--- Information shown ---
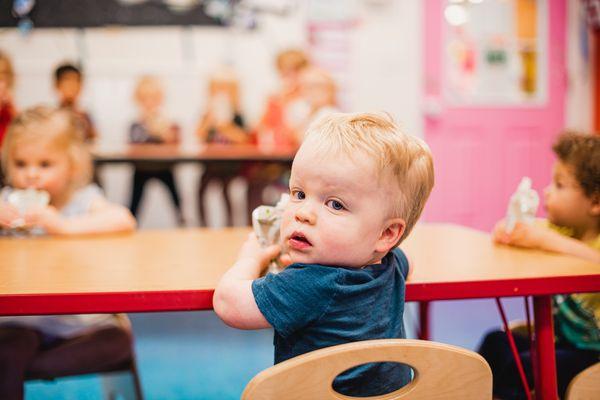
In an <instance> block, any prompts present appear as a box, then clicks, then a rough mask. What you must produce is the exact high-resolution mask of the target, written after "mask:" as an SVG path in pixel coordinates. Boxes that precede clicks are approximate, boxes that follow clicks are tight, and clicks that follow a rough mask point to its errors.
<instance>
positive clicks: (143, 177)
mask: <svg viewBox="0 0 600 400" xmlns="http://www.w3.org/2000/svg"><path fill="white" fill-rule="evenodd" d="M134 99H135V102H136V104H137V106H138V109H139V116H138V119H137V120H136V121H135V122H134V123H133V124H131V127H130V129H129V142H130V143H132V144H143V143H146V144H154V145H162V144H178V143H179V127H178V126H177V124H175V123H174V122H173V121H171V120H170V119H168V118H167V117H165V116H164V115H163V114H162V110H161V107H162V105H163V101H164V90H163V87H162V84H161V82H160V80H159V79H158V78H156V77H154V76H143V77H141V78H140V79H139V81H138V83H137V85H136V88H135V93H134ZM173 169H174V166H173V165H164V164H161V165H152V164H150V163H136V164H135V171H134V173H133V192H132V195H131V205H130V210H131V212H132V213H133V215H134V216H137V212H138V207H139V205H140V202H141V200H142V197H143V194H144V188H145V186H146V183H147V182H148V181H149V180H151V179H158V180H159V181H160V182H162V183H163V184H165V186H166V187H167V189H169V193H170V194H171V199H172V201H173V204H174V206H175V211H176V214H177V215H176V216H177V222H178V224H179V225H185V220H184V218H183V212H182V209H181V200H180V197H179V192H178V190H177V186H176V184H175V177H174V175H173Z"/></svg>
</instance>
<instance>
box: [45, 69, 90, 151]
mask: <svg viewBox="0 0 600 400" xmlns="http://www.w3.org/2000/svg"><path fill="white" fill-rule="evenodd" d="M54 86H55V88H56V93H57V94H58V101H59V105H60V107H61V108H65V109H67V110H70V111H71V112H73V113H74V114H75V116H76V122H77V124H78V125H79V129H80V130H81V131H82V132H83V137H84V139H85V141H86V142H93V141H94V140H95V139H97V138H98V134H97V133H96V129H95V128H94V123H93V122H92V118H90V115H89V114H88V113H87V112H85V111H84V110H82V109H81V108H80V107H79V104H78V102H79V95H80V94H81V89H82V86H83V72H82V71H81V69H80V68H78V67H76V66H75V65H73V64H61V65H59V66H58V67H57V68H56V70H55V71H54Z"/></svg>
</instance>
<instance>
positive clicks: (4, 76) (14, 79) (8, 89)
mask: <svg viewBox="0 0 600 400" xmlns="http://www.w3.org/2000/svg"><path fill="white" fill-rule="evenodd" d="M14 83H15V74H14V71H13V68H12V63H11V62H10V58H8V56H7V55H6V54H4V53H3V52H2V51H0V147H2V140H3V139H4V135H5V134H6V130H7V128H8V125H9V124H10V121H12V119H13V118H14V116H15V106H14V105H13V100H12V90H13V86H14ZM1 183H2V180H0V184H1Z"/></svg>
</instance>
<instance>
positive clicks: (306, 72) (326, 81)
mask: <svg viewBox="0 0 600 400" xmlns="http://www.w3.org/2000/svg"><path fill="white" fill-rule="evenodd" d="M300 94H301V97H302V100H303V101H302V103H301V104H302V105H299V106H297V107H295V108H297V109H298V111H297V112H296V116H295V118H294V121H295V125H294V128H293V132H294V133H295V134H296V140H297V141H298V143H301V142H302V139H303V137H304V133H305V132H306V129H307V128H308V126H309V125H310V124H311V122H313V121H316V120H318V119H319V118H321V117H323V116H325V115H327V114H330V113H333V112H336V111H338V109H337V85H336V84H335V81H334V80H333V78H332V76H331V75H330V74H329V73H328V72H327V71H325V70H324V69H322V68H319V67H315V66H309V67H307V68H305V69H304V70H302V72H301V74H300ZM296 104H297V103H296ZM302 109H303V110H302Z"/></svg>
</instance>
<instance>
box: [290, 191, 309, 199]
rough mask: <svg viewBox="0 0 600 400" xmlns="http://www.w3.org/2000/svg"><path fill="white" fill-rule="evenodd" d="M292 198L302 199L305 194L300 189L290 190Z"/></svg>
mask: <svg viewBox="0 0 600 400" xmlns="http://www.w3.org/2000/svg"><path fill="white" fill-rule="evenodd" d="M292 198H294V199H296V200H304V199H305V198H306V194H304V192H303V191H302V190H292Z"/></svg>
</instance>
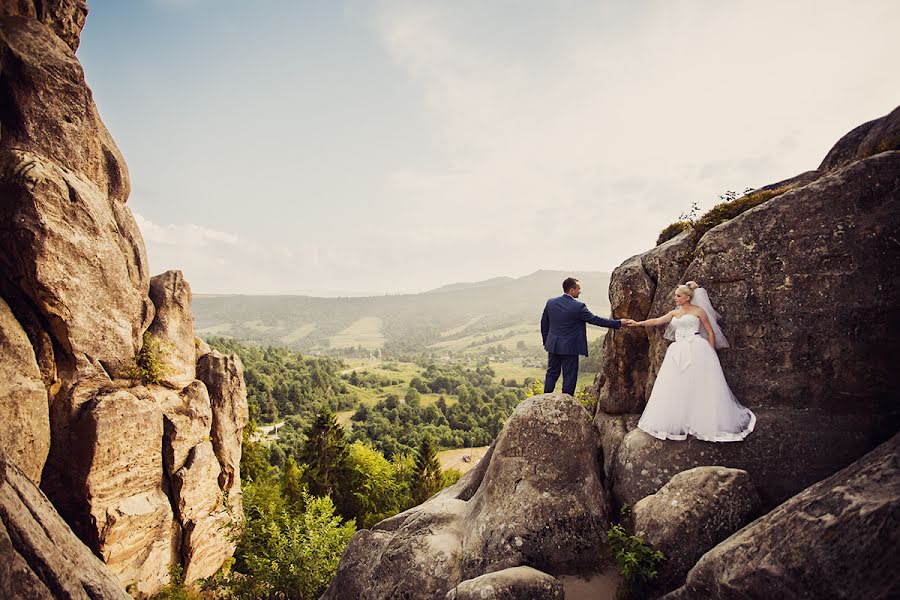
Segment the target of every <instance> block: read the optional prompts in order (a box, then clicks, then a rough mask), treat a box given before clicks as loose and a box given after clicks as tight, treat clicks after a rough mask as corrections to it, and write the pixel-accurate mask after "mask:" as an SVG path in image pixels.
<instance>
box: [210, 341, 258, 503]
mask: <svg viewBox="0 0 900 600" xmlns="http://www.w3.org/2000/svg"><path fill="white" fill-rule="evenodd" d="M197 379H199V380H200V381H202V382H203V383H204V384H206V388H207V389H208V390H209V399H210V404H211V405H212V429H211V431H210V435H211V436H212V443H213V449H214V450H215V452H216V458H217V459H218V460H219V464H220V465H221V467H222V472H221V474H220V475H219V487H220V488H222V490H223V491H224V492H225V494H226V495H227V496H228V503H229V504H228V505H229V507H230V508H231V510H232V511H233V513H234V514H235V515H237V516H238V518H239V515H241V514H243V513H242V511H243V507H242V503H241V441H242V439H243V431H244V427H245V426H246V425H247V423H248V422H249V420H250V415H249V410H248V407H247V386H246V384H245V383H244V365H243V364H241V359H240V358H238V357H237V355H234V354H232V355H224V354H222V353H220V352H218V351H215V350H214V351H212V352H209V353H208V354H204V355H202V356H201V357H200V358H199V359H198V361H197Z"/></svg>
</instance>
---
**Your task**
Output every entry exactly. Pictures stay out.

**Result of this exercise**
In an <instance> block, any prompts present appear as a box, then clicks, then a rough mask. What you must produce is the exact high-resolution mask of the target, written after "mask:" as an SVG path in pixel coordinates. Boxes that precede clicks are approximate, boxes that follow clicks are tight, and clicks that follow a rough mask point to its errors.
<instance>
positive clicks: (143, 177)
mask: <svg viewBox="0 0 600 400" xmlns="http://www.w3.org/2000/svg"><path fill="white" fill-rule="evenodd" d="M134 99H135V102H136V104H137V106H138V109H139V116H138V119H137V120H136V121H135V122H134V123H133V124H131V127H130V129H129V142H130V143H132V144H143V143H146V144H154V145H162V144H178V143H179V127H178V126H177V124H175V123H174V122H173V121H171V120H170V119H168V118H167V117H165V116H164V115H163V114H162V110H161V107H162V105H163V101H164V90H163V87H162V84H161V82H160V80H159V79H158V78H156V77H154V76H143V77H141V78H140V79H139V81H138V83H137V85H136V88H135V93H134ZM173 169H174V166H173V165H164V164H161V165H152V164H150V163H136V164H135V171H134V173H133V192H132V195H131V205H130V210H131V212H132V213H133V215H134V216H137V212H138V207H139V205H140V202H141V200H142V197H143V194H144V188H145V186H146V183H147V182H148V181H149V180H151V179H158V180H159V181H160V182H162V183H163V184H165V186H166V187H167V189H169V193H170V194H171V199H172V201H173V204H174V206H175V211H176V214H177V215H176V216H177V222H178V224H179V225H185V220H184V218H183V212H182V209H181V200H180V197H179V192H178V190H177V186H176V184H175V177H174V175H173Z"/></svg>
</instance>
<instance>
box: [45, 69, 90, 151]
mask: <svg viewBox="0 0 600 400" xmlns="http://www.w3.org/2000/svg"><path fill="white" fill-rule="evenodd" d="M54 86H55V88H56V93H57V94H58V101H59V105H60V107H61V108H65V109H67V110H70V111H71V112H73V113H74V114H75V116H76V122H77V124H78V125H79V129H80V130H81V131H82V132H83V137H84V139H85V141H86V142H93V141H94V140H95V139H97V138H98V134H97V133H96V129H95V128H94V123H93V122H92V118H90V115H89V114H88V113H87V112H85V111H84V110H82V109H81V108H80V107H79V104H78V102H79V95H80V94H81V89H82V86H83V72H82V71H81V69H80V68H78V67H76V66H75V65H73V64H61V65H59V66H58V67H57V68H56V70H55V71H54Z"/></svg>
</instance>
<instance>
positive clicks: (4, 76) (14, 79) (8, 89)
mask: <svg viewBox="0 0 600 400" xmlns="http://www.w3.org/2000/svg"><path fill="white" fill-rule="evenodd" d="M14 83H15V74H14V71H13V68H12V63H11V62H10V58H8V56H7V55H6V54H4V53H3V52H2V51H0V147H2V140H3V139H4V135H5V134H6V130H7V128H8V125H9V124H10V121H12V119H13V118H14V116H15V106H14V105H13V100H12V90H13V86H14ZM1 183H2V180H0V184H1Z"/></svg>
</instance>
<instance>
positive clicks: (306, 72) (326, 81)
mask: <svg viewBox="0 0 600 400" xmlns="http://www.w3.org/2000/svg"><path fill="white" fill-rule="evenodd" d="M300 94H301V97H302V100H303V101H302V103H301V104H302V105H299V106H297V107H295V108H297V109H298V111H297V112H296V116H295V118H294V121H295V125H294V128H293V132H294V133H295V134H296V140H297V141H298V143H301V142H302V139H303V137H304V133H305V132H306V129H307V128H308V126H309V125H310V124H311V122H313V121H316V120H318V119H319V118H321V117H323V116H325V115H327V114H330V113H333V112H336V111H338V109H337V85H336V84H335V81H334V80H333V78H332V76H331V75H330V74H329V73H328V72H327V71H325V70H324V69H322V68H319V67H315V66H309V67H307V68H305V69H304V70H302V72H301V74H300ZM296 104H297V103H296ZM302 109H303V110H302Z"/></svg>
</instance>
<instance>
box: [290, 191, 309, 199]
rough mask: <svg viewBox="0 0 600 400" xmlns="http://www.w3.org/2000/svg"><path fill="white" fill-rule="evenodd" d="M292 198L302 199L305 194L300 189L290 190Z"/></svg>
mask: <svg viewBox="0 0 600 400" xmlns="http://www.w3.org/2000/svg"><path fill="white" fill-rule="evenodd" d="M292 198H294V199H296V200H304V199H305V198H306V194H304V192H303V191H302V190H292Z"/></svg>
</instance>
Segment the target of every <instance> block: read the optional prompts in order (a box, then clicks, then a rough mask), treat a box given before clicks as loose and a box given after clicks as tight, treat clicks after a rough mask as corrections to it, and write the pixel-accurate mask after "mask:" as an SVG path in image pixels.
<instance>
box: [210, 341, 258, 503]
mask: <svg viewBox="0 0 900 600" xmlns="http://www.w3.org/2000/svg"><path fill="white" fill-rule="evenodd" d="M197 379H199V380H200V381H202V382H203V383H204V384H206V388H207V389H208V390H209V399H210V404H211V405H212V429H211V431H210V435H211V436H212V443H213V449H214V450H215V452H216V458H217V459H218V460H219V464H220V465H221V467H222V472H221V474H220V475H219V487H220V488H222V490H223V491H224V492H225V494H226V495H227V496H228V503H229V504H228V505H229V507H230V508H231V510H232V511H233V513H234V514H235V515H237V516H238V518H239V515H241V514H243V513H242V511H243V507H242V503H241V441H242V439H243V431H244V427H245V426H246V425H247V423H248V422H249V420H250V415H249V410H248V407H247V386H246V384H245V383H244V365H243V364H241V359H240V358H238V357H237V355H234V354H232V355H224V354H222V353H220V352H218V351H215V350H214V351H212V352H209V353H208V354H204V355H202V356H201V357H200V358H199V359H198V361H197Z"/></svg>
</instance>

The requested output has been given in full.